Set of tasks:
a) Extract the passage of the Lords debate excerpt from "My Lords, it" up to and including "very important element.".
b) List every age, engine size, length of time, date, and time of day that the Lords debate excerpt states.

Passage shown:
## start
To put this graduated scale into effect, two steps are required. The first is to lower the present minimum age for driving a moped to fifteen, and the second is to restrict the issue of a provisional licence to motor cycles of under 250 c.c. These are the two provisions of the Bill. Clause 1 empowers the Minister of Transport, by regulation, to reduce the minimum age for driving motor cycles of any class or description to fifteen years. I am sure that your Lordships will find that this clause in its present form gives too wide powers to the Minister of Transport. It was never intended by the Minister to reduce the age for driving any motor cycle to fifteen, with the exception of mopeds. In order to make this completely clear, I shall be moving an Amendment on the Committee stage restricting his power to reduce the age to fifteen to mopeds only. Also, of course, this clause only empowers the Minister of Transport to take this action by regulation, and does not compel him to do so. I understand that the Minister does not intend to take this action immediately, but requires to make further investigations before doing so. But I expect that my noble friend Lord Chesham, who is speaking for Her Majesty's Government, will explain this in greater detail.

Clause 2 of the Bill restricts the issue of a provisional licence to the driving of a motor cycle of under 250 c.c. This is a simply applied provision and one which I think will help to reduce the number of accidents occurring in the present dangerous period of the first six months. It would mean, if enacted, that from July 1, 1961, no one will be able to ride a heavy motor cycle with "L" plates, and no one completely inexperienced will be able to ride these enormously powerful and dangerous machines.

This is the extent of this small but, I think, important Bill, and I hope that your Lordships, who have always shown such an interest in road safety matters, will view it with favour, especially as it deals with accidents to young people. These have been shown by several surveys to occur particularly to inexperienced riders, and the whole import of the Bill is to ensure that a young rider gains experience gradually on less powerful machines before attempting to drive a heavy motor cycle. I hope, therefore, that your Lordships will give this Bill a sympathetic reception. I beg to move that the Bill be now read a second time.

Moved, That the Bill be now read 2a.—(Lord Aberdare.)

3.10 p.m.

THE JOINT PARLIAMENTARY SECRETARY, MINISTRY OF TRANSPORT (LORD CHESHAM)

My Lords, it may be convenient if at this stage I give you Lordships the Government views on this Bill, and I do not think I need take up a great deal of your Lordships time in doing so. In short, and generally, we welcome this Bill as having a certain contribution to make to road safety; and naturally anything which is likely to make a contribution to road safety is to be welcomed. Having, I am quite frankly happy to say, a little more experience of motor cycling in my life than the noble Lord who so eloquently explained the Bill, I have often wondered whether his statement that the motor cycle was a "dangerous beast" of itself was entirely correct, because I have often wondered whether it was not something to do with the chap on the top, which seems to me a very important element.
## end
Data supplied:
## start
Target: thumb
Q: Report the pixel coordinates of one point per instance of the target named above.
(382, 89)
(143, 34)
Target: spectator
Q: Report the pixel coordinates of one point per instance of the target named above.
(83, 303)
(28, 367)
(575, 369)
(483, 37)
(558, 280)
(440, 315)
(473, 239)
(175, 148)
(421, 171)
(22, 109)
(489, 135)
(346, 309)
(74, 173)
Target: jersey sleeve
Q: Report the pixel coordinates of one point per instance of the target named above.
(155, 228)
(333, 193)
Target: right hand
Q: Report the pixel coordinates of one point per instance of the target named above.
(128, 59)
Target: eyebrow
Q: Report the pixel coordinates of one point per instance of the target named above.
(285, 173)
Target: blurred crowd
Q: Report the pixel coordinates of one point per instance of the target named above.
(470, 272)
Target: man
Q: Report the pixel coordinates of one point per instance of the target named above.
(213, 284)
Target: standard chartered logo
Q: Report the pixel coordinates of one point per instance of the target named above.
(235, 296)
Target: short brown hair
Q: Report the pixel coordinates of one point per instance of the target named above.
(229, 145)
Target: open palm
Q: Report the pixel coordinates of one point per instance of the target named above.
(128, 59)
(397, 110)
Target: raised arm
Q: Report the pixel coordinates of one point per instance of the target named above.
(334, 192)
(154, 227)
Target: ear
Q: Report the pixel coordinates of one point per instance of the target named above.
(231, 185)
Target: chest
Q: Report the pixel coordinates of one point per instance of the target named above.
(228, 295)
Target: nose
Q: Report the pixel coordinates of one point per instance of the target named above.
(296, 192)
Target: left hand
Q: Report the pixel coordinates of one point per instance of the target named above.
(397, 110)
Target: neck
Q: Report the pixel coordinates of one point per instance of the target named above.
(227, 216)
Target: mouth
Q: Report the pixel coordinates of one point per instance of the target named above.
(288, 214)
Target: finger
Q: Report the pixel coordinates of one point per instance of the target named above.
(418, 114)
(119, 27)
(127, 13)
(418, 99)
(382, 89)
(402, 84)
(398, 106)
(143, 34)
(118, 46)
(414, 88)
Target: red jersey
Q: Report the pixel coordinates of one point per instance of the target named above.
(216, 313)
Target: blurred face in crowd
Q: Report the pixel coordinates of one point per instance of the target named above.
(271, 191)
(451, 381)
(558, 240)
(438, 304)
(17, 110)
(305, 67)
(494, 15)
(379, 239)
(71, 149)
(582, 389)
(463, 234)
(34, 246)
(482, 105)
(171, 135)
## end
Results for the exercise:
a)
My Lords, it may be convenient if at this stage I give you Lordships the Government views on this Bill, and I do not think I need take up a great deal of your Lordships time in doing so. In short, and generally, we welcome this Bill as having a certain contribution to make to road safety; and naturally anything which is likely to make a contribution to road safety is to be welcomed. Having, I am quite frankly happy to say, a little more experience of motor cycling in my life than the noble Lord who so eloquently explained the Bill, I have often wondered whether his statement that the motor cycle was a "dangerous beast" of itself was entirely correct, because I have often wondered whether it was not something to do with the chap on the top, which seems to me a very important element.

b)
- fifteen (years, the proposed minimum age)
- 250 c.c.
- the first six months
- July 1, 1961
- 3.10 p.m.